◆ **TASK DETAILS**
Nothing in the records may be altered, so transcribe them exactly.

[Dataset entries]
BEGIN
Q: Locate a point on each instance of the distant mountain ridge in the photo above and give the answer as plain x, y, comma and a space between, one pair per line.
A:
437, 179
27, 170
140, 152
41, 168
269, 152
END
◆ **RESPONSE AREA**
Q: Locate a point on each instance of the distant mountain ridge in the photo above and give the answer as plain x, y, comma and a space between, one pair per line.
A:
437, 179
27, 170
140, 152
41, 168
269, 152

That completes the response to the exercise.